## [PROBLEM]
From the records below, copy out exactly the lines from the one containing "Locate every instance of the red and" to the one containing "Locate every instance of the boy's hand", both included. Add nothing else.

*** Opening of DATA PROVIDED ***

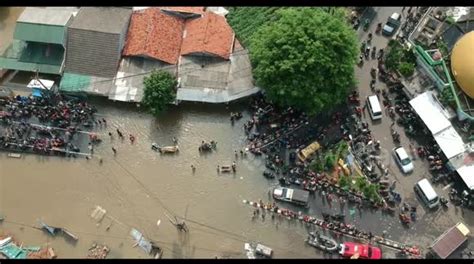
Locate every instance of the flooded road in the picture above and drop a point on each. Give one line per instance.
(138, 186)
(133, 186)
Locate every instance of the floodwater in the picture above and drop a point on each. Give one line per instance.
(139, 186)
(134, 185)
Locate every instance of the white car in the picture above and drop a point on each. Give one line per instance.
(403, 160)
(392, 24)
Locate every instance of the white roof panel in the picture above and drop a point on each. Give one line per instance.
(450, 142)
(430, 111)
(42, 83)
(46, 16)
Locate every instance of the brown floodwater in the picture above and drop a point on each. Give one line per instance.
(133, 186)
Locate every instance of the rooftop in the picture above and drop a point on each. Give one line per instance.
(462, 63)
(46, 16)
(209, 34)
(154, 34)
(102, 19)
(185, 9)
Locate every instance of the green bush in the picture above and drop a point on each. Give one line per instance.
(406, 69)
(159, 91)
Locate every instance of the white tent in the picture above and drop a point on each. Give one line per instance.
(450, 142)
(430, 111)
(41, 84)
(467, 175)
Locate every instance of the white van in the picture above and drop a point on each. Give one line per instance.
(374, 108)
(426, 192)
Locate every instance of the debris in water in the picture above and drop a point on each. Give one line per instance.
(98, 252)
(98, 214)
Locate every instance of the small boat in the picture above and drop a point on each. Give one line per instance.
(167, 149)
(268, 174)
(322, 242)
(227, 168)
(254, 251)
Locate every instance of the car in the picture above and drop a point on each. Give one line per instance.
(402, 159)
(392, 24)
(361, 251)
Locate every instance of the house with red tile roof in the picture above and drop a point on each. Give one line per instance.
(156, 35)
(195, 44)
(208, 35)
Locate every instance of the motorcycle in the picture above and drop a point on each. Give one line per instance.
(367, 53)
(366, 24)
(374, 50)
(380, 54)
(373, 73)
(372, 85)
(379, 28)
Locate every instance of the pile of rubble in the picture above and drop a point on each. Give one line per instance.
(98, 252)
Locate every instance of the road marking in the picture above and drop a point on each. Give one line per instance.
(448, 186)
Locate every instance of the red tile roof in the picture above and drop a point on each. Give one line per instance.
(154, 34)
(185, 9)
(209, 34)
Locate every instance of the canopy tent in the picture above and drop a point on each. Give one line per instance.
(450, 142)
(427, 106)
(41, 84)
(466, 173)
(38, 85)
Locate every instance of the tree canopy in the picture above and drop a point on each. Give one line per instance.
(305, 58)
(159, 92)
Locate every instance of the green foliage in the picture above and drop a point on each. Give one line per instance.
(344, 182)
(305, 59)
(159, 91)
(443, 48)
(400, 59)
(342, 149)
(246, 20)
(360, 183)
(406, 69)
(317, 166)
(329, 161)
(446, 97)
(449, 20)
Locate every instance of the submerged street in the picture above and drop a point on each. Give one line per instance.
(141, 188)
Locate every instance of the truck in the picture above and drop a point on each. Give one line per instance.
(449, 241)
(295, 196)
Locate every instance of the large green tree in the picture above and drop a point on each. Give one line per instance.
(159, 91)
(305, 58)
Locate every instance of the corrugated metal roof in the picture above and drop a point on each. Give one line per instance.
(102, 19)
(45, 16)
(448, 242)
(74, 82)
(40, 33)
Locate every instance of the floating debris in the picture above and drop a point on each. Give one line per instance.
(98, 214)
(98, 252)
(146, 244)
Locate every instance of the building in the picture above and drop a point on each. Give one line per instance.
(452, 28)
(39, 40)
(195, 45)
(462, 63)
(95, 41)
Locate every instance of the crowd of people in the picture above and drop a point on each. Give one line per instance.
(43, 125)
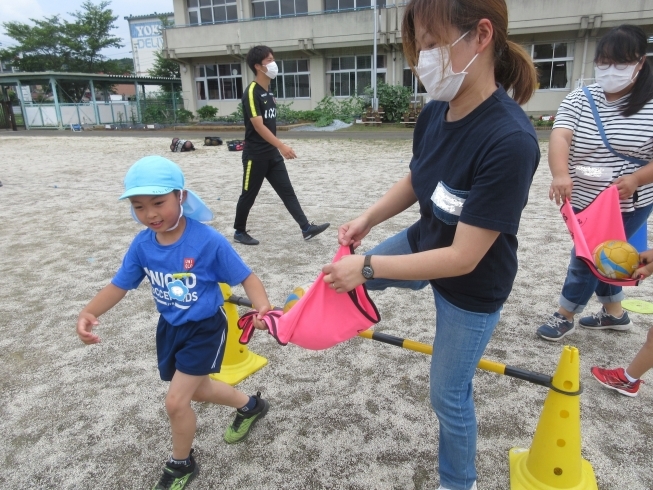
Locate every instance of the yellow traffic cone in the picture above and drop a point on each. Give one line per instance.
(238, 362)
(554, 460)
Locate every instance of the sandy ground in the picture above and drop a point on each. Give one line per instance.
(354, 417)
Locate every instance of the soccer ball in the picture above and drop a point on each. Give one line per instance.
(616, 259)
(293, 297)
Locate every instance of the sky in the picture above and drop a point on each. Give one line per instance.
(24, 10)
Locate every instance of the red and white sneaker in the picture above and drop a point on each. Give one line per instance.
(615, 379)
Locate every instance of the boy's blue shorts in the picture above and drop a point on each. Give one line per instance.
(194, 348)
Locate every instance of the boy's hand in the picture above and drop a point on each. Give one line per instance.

*** Close of DATA PROVIDED ***
*** Opening of DATA PROVIDED ***

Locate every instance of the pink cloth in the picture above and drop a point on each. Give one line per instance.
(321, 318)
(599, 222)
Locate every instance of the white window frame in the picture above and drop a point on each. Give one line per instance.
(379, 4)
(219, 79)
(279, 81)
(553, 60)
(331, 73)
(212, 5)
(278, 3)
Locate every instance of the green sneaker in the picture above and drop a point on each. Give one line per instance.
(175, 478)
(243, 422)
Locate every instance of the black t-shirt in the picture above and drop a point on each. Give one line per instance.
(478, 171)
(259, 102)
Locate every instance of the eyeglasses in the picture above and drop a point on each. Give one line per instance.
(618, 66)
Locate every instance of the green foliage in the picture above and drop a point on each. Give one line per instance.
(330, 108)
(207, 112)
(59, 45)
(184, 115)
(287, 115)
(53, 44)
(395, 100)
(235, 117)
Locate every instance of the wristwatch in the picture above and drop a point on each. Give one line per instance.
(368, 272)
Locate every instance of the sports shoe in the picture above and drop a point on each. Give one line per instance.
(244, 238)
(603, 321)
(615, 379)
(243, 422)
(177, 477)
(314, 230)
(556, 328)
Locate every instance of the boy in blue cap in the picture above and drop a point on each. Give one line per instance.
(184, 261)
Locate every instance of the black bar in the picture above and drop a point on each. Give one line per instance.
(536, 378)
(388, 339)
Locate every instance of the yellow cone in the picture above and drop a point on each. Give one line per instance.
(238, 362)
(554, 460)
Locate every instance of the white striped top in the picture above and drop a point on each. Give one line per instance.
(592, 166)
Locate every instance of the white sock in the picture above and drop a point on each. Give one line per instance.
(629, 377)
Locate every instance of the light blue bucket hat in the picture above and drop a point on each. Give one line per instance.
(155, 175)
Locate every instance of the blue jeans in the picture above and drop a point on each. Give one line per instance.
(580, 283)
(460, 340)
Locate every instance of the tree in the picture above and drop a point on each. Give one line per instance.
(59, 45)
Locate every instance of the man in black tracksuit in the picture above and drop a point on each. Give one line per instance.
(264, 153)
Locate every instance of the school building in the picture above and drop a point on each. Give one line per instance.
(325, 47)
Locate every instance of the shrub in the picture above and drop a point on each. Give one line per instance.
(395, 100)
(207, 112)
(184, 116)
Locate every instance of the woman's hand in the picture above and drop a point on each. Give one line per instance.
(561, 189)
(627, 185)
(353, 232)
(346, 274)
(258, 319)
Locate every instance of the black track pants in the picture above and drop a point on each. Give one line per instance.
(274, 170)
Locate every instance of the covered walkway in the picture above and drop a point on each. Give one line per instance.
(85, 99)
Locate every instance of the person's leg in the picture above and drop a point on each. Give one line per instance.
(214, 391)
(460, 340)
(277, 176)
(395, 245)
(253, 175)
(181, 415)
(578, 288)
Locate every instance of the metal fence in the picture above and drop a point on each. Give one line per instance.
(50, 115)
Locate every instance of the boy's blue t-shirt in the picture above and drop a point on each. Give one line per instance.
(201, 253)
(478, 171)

*** Close of DATA PROVIDED ***

## [THE COMPLETED TASK]
Locate every instance of the red and white sneaker in the picture above and drop a point on each. Give one line per instance.
(615, 379)
Locate every instance of the boy's blue shorts in the picture above and drop a point on each. Give one line per instance.
(194, 348)
Locate every instance of the boy's hand in the picture above and drop a point on each. Give one line per instance.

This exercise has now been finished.